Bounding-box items
## start

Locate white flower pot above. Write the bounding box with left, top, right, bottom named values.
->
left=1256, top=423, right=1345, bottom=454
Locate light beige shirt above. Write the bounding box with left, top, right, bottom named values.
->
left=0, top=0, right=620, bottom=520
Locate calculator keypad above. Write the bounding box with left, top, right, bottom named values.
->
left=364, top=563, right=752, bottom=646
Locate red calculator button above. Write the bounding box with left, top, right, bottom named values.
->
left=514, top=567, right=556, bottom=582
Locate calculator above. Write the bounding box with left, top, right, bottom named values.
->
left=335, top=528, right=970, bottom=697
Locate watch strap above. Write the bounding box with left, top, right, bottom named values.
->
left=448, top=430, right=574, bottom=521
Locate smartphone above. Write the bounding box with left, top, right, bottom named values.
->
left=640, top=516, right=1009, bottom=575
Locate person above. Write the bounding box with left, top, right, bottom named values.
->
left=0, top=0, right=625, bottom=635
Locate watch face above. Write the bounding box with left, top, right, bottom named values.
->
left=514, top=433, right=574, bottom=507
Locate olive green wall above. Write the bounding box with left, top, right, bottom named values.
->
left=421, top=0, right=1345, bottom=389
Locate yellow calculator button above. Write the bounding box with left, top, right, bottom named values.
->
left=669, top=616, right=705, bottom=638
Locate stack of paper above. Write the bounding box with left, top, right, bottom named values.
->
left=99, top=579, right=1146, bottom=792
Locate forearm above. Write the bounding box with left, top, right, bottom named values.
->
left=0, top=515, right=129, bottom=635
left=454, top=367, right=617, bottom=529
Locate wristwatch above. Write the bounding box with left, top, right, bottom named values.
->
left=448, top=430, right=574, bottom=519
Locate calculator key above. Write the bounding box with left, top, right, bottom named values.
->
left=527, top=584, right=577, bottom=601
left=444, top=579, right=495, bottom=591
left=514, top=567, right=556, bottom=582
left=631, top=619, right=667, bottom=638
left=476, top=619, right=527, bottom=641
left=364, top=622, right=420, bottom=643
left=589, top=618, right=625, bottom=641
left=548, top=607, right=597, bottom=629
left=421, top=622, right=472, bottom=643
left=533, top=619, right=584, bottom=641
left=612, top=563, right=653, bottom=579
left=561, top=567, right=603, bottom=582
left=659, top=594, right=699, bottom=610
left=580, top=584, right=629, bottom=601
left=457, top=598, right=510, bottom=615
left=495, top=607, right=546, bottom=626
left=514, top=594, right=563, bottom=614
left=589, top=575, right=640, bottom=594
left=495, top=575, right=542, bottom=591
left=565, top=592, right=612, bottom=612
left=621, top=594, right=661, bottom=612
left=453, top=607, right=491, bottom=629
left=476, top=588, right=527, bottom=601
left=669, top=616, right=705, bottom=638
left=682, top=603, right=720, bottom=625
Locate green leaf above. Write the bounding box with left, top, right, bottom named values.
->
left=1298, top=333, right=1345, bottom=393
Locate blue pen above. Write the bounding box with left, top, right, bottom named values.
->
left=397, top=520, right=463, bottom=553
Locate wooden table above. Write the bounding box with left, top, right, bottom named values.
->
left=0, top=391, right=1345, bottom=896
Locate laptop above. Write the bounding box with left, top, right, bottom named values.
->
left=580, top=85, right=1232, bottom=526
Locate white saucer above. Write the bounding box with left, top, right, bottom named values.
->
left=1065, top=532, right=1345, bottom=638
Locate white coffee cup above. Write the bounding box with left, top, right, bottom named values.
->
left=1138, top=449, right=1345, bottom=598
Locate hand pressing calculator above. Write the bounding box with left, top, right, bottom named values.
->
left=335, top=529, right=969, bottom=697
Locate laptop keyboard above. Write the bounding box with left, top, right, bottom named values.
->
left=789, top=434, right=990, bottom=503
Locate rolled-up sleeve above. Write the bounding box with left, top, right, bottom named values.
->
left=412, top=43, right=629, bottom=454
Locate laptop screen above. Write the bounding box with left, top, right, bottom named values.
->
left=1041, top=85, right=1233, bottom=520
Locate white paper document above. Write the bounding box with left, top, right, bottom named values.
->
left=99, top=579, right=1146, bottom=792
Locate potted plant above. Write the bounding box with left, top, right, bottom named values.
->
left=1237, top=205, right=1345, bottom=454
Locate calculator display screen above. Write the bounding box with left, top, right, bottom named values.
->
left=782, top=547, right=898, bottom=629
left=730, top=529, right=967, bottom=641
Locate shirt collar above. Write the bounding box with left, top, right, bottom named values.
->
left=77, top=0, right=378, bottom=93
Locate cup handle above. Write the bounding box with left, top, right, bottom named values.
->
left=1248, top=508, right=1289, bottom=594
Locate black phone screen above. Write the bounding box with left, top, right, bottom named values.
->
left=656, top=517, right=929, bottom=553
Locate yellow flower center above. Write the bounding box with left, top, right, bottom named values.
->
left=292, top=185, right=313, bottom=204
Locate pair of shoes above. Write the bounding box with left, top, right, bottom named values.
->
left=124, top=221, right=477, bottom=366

## end
## start

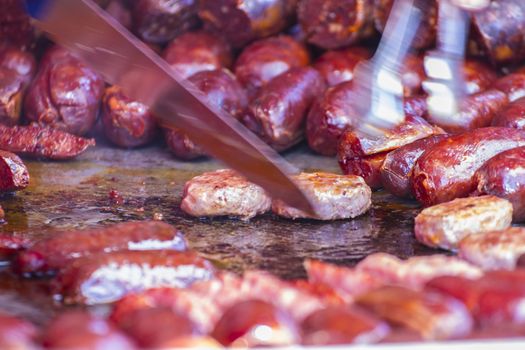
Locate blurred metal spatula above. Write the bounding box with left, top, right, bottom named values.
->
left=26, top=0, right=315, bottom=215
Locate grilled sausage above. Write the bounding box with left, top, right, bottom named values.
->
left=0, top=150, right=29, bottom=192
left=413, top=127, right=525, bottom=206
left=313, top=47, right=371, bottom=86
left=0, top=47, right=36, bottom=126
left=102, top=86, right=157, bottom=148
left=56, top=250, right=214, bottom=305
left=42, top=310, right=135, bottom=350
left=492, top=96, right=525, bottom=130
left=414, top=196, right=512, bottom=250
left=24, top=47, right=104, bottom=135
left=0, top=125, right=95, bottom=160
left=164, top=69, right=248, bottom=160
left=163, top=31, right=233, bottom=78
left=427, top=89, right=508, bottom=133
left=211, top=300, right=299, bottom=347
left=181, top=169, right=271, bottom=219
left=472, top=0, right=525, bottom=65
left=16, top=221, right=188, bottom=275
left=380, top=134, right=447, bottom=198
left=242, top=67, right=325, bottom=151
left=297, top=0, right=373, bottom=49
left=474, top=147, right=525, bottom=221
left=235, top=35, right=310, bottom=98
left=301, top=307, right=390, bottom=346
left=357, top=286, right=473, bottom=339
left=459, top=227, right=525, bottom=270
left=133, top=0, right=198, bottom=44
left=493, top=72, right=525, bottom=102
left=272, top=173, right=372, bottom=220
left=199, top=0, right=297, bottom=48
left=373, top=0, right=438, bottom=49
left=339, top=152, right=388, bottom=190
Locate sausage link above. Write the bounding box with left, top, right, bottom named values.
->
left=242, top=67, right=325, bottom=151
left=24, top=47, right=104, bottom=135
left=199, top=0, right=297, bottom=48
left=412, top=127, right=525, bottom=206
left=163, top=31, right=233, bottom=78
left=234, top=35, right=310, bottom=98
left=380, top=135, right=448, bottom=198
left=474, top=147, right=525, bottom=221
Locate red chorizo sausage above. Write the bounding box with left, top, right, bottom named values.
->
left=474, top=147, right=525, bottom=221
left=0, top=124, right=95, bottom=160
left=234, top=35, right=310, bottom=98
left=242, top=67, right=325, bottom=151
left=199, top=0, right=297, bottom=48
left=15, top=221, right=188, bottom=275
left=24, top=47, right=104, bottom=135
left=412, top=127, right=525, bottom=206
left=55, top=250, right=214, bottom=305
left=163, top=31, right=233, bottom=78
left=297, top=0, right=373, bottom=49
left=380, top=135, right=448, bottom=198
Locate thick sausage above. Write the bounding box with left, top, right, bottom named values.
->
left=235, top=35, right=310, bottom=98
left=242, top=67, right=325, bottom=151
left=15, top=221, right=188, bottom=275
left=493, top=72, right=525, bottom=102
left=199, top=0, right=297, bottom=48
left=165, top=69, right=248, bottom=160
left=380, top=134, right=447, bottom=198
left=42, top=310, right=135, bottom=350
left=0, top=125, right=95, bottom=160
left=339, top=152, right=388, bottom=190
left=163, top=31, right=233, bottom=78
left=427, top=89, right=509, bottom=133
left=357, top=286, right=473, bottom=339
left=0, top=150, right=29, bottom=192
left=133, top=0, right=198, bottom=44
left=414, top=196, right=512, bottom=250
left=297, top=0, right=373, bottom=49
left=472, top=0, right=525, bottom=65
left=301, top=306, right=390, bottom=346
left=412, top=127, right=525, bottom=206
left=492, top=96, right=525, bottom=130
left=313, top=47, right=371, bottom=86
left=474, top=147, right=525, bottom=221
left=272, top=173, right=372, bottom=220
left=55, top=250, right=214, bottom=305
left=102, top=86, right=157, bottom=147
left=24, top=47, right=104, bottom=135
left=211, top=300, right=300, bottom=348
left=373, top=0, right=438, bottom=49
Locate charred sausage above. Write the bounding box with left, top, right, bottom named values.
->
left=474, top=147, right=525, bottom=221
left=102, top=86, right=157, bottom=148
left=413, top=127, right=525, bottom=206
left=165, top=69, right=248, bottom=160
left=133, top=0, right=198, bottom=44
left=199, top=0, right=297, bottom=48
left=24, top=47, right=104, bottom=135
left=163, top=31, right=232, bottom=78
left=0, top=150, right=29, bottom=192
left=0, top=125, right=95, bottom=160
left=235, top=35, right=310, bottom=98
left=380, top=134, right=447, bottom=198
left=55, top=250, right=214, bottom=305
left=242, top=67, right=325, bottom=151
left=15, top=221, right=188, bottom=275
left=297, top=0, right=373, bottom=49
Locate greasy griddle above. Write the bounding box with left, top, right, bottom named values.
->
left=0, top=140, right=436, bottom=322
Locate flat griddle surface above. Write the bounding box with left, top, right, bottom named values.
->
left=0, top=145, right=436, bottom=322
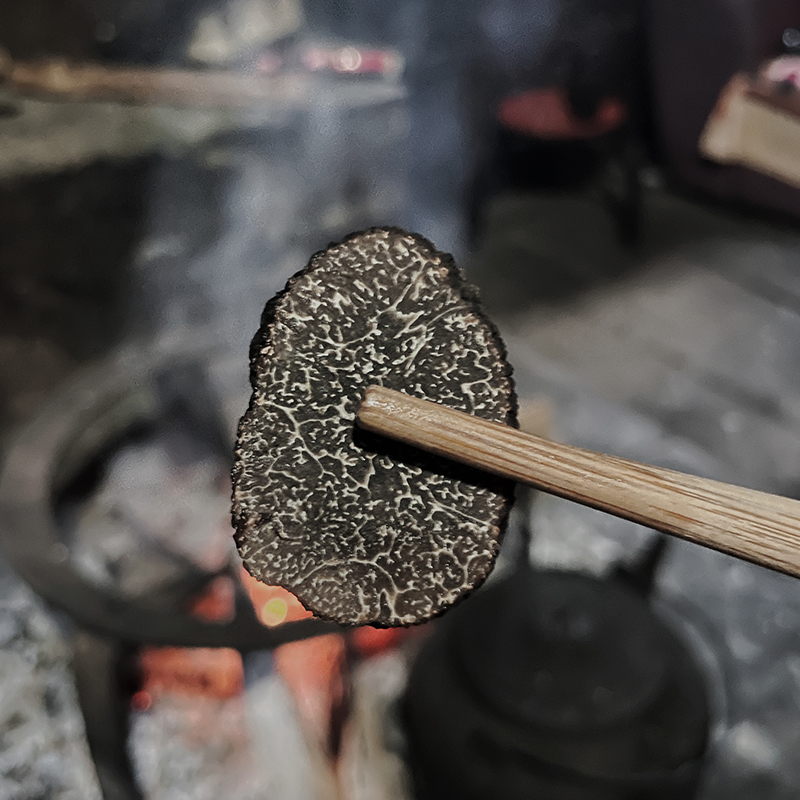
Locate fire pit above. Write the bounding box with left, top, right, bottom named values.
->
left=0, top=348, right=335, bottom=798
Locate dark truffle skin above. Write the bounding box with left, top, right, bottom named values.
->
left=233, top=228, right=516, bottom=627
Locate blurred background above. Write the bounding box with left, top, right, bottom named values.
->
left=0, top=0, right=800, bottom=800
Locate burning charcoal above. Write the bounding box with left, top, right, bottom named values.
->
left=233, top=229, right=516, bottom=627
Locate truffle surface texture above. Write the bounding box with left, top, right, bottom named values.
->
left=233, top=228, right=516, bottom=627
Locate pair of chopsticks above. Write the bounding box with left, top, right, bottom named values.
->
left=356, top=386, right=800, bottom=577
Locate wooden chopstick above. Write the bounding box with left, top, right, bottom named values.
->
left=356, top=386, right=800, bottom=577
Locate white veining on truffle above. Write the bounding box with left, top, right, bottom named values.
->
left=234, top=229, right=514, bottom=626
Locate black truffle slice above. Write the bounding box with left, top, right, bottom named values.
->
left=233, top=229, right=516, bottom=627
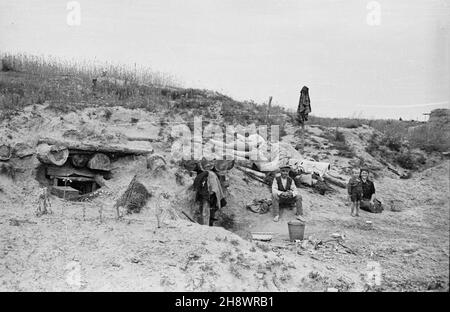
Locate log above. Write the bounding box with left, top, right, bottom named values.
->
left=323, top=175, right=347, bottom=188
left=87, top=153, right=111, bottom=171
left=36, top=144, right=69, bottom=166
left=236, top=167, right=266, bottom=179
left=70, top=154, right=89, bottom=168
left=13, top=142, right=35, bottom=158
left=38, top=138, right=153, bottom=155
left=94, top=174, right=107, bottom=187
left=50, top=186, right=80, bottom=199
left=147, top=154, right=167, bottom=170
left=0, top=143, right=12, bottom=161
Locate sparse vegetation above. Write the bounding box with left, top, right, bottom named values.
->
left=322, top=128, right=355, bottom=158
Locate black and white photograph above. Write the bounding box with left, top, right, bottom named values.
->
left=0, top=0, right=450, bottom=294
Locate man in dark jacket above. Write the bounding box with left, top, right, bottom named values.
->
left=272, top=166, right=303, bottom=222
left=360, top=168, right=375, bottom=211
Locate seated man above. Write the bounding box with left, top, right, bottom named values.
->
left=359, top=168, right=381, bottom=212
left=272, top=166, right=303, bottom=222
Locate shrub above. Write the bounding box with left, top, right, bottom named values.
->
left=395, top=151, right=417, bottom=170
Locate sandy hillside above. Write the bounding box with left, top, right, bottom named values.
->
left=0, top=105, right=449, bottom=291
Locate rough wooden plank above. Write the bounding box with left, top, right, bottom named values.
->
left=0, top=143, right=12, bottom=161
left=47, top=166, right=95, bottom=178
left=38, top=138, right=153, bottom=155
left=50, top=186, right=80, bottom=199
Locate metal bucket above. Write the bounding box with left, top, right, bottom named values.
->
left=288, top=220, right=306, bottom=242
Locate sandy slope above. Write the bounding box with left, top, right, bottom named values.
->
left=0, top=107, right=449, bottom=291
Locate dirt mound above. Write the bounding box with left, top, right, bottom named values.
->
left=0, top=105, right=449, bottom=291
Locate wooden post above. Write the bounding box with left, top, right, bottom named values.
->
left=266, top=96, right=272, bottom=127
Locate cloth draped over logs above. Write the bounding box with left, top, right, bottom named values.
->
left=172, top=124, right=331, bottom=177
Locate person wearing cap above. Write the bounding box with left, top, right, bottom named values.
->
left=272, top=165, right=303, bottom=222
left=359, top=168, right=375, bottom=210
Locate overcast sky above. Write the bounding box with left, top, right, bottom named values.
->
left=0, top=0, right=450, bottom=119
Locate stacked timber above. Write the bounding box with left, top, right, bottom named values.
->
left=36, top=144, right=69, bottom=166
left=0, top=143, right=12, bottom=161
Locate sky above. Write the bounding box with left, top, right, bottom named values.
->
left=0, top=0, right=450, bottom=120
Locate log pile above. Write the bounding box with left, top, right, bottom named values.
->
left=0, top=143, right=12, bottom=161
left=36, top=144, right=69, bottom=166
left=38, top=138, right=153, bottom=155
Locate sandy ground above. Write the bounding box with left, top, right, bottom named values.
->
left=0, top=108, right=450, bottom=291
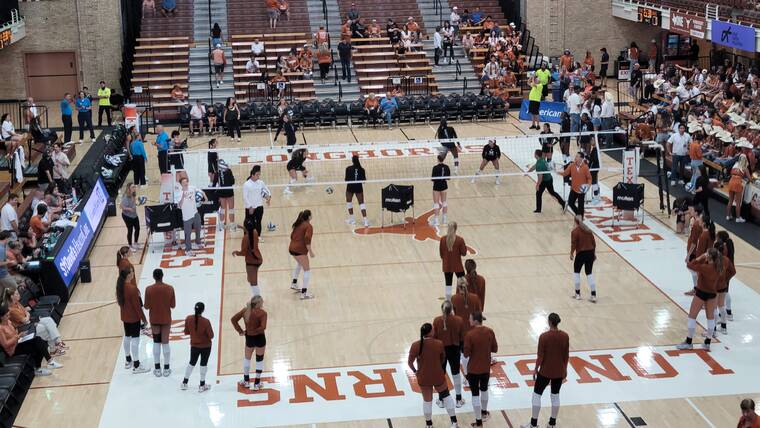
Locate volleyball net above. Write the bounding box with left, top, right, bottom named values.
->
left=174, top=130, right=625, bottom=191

## end

Lay out the stretch from the line containing "Locate wooden post" through the line containing "left=174, top=130, right=625, bottom=191" as a Markdown table with the columns Number and Line, giving each line a row number and skipping blank lines. Leave the pictures out.

| Number | Line |
|---|---|
| 1 | Locate wooden post above. Write the bounding box with left, top, right, bottom named values. |
| 2 | -> |
| 3 | left=266, top=96, right=272, bottom=127 |
| 4 | Locate cloth draped over logs above. Write the bounding box with left, top, right, bottom named values. |
| 5 | -> |
| 6 | left=172, top=124, right=331, bottom=177 |
| 7 | Locate person wearing cap above. Write the bounding box with left, top, right, bottom named values. |
| 8 | -> |
| 9 | left=272, top=165, right=303, bottom=222 |
| 10 | left=359, top=168, right=375, bottom=210 |
| 11 | Locate overcast sky above. Write the bounding box with left, top, right, bottom named values. |
| 12 | -> |
| 13 | left=0, top=0, right=450, bottom=119 |
| 14 | Locate stacked timber above. Write the bounding box with left, top, right, bottom named values. |
| 15 | -> |
| 16 | left=36, top=144, right=69, bottom=166 |
| 17 | left=0, top=143, right=12, bottom=161 |
| 18 | Locate sky above. Write the bounding box with left, top, right, bottom named values. |
| 19 | -> |
| 20 | left=0, top=0, right=450, bottom=120 |
| 21 | Locate log pile above. Write the bounding box with left, top, right, bottom named values. |
| 22 | -> |
| 23 | left=0, top=143, right=12, bottom=161 |
| 24 | left=36, top=144, right=69, bottom=166 |
| 25 | left=38, top=138, right=153, bottom=155 |
| 26 | Locate sandy ground above. Write the bounding box with left, top, right, bottom named values. |
| 27 | -> |
| 28 | left=0, top=108, right=450, bottom=291 |
| 29 | Locate volleyball net above. Write the bounding box with left, top, right, bottom named values. |
| 30 | -> |
| 31 | left=174, top=130, right=625, bottom=191 |